Aufgabe 1 — Wählen Sie aus den Einträgen jede Zeile aus, die die Zeichenkette „paddleboard“ enthält. Groß- und Kleinschreibung ist dabei zu beachten.

Zu lesender Auszug —
***

Andrea Nahles über SPD-Wahlchance: "Wir waren immer die Frauenpartei"
Andrea Nahles will gerne Bildungsministerin werden und sich dann für kostenfreie Bildung einsetzen. An der SPD führe bei den Wahlen kein Weg vorbei, sagt sie.
taz: Frau Nahles, wie realistisch ist es, dass jemand aus dem Schattenkabinett nach der Wahl MinisterIn wird?
Andrea Nahles: Sehr realistisch. Ich gehe davon aus, dass es keine Mehrheit gegen die SPD gibt und wir die nächste Regierung stellen werden.
Die Umfragen stehen im Moment zwischen 23 und 24 Prozent. Fällt es Ihnen nicht schwer, optimistisch zu bleiben?
Nein. 2002 und 2005 gab es vor den Wahlen auch schlechte Umfragen und am Ende haben wir viel besser abgeschnitten als gedacht. Wir werden deutlich machen, worum es bei dieser Wahl geht. Das wird die Menschen überzeugen, SPD zu wählen.
10 Frauen stehen 8 Männern gegenüber. Ist aus der SPD auf einmal eine Partei der Frauenförderer geworden oder erhoffen Sie sich ein paar weibliche Wählerstimmen?
Die SPD war immer die Frauenpartei. Ich finde es klasse, dass Frank-Walter Steinmeier den Frauen so viel zutraut. Es fiel ihm auch nicht schwer, gute Leute zu finden. Junge Frauen wie Manuela Schwesig, Carola Reimann oder ich haben Zukunftressorts zugesprochen bekommen. Das ermuntert mich und ich hoffe, dass es auch gut bei den Wählern ankommt.

***

Einträge zur Übung —
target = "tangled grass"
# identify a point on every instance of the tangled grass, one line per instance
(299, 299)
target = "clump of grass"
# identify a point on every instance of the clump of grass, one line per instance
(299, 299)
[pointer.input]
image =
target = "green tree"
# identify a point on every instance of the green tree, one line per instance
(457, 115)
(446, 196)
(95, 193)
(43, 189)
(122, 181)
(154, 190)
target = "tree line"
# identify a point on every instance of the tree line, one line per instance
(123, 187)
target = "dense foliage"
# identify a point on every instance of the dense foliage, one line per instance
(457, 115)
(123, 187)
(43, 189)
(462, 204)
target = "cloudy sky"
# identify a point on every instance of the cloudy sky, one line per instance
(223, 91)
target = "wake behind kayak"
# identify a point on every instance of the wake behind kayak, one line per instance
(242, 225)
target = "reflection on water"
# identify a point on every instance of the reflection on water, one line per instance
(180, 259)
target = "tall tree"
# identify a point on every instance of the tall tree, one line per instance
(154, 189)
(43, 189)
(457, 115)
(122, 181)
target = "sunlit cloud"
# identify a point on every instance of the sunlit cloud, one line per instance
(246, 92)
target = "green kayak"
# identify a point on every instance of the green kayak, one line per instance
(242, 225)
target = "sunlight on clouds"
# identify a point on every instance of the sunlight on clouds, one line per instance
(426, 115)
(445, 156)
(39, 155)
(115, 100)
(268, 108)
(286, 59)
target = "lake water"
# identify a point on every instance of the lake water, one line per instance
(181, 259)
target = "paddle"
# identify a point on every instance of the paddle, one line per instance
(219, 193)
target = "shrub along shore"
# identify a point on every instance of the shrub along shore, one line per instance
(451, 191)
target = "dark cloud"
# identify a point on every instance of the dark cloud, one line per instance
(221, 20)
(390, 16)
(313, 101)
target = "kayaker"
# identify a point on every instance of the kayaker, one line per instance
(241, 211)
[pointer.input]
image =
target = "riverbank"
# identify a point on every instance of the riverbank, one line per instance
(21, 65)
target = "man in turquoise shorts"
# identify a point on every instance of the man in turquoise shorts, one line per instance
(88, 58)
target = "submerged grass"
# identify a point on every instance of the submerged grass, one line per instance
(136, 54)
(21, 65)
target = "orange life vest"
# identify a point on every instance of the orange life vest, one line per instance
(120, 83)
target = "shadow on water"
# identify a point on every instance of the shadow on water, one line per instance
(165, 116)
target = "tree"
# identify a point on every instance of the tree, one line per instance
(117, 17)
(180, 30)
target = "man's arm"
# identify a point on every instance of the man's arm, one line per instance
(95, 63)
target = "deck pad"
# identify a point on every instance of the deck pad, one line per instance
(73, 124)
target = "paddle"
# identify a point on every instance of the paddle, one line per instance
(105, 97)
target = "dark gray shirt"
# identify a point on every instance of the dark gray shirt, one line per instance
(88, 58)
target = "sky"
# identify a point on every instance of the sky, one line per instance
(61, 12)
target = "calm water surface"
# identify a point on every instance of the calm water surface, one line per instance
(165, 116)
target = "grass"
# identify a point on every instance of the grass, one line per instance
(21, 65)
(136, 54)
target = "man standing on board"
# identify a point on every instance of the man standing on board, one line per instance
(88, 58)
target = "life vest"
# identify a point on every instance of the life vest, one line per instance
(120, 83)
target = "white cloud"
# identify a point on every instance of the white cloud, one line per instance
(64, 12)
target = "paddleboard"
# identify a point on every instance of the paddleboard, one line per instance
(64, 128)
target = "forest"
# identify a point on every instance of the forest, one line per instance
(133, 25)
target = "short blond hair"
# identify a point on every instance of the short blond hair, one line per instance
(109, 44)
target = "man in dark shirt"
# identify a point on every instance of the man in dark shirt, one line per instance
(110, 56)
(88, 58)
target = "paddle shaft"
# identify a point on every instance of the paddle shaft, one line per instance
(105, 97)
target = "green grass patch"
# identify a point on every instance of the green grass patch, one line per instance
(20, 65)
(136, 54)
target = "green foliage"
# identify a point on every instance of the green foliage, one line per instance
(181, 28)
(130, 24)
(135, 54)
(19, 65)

***

Aufgabe 2 — Erläutern Sie in ein bis drei Sätzen, weshalb Andrea Nahles im Interview trotz Umfragewerten zwischen 23 und 24 Prozent optimistisch bleibt.

Korrekte Ausgabe 1 —
target = "paddleboard"
# identify a point on every instance of the paddleboard, one line per instance

Korrekte Ausgabe 2 — Sie verweist darauf, dass es auch 2002 und 2005 vor den Wahlen schlechte Umfragen gab und die SPD am Ende viel besser abschnitt als gedacht. Zudem will die SPD deutlich machen, worum es bei dieser Wahl geht. Das werde die Menschen überzeugen, SPD zu wählen.